Keeping every character intact, repeat the whole listing.

*DATA FOR ANALYSIS*:
:::::

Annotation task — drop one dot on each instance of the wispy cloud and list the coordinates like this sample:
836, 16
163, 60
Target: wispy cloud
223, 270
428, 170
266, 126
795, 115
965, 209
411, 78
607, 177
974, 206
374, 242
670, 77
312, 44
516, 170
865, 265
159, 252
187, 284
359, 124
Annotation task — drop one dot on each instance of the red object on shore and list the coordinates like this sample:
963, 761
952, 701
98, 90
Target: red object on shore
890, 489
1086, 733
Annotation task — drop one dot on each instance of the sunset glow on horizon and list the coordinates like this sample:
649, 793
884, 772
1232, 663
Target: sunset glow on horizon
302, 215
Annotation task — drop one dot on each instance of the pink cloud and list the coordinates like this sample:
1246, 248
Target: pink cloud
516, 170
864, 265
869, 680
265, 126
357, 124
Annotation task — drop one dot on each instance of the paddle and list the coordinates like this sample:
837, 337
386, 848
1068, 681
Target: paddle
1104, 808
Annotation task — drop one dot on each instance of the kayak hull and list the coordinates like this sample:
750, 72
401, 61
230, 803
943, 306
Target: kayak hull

:::::

*WRITTEN SOLUTION*:
Annotation task — drop one dot on each instance of the wispy cloud and list the coordinates like this sample:
836, 16
163, 60
Target: wispy cloud
223, 270
428, 170
266, 126
795, 115
965, 209
411, 78
607, 177
974, 206
374, 242
670, 77
312, 44
516, 170
865, 265
159, 252
187, 284
359, 124
Annotation task — drop one dot on each instance of the red object on shore and list the coordinates like this sample:
963, 761
952, 701
98, 90
Target: red object on shore
890, 489
1086, 733
Annotation task — drop one dot on each instance of the sunset glow on horizon and list the coordinates like this sample:
649, 793
884, 772
1232, 663
Target: sunset glow on horizon
302, 215
Annotation task — drop one dot on each instance of the pink cloud and list the coordinates like this sample:
1246, 248
Target: pink cloud
516, 170
864, 265
869, 680
265, 126
357, 124
Annotation task — drop one dot on each instance of the paddle and list the coordinates like this sample:
837, 337
386, 848
1068, 681
Target: paddle
1104, 808
Annotation task — drop one dot on each instance of the kayak hull and list the coordinates like this sample:
750, 72
401, 61
230, 803
943, 306
Target: kayak hull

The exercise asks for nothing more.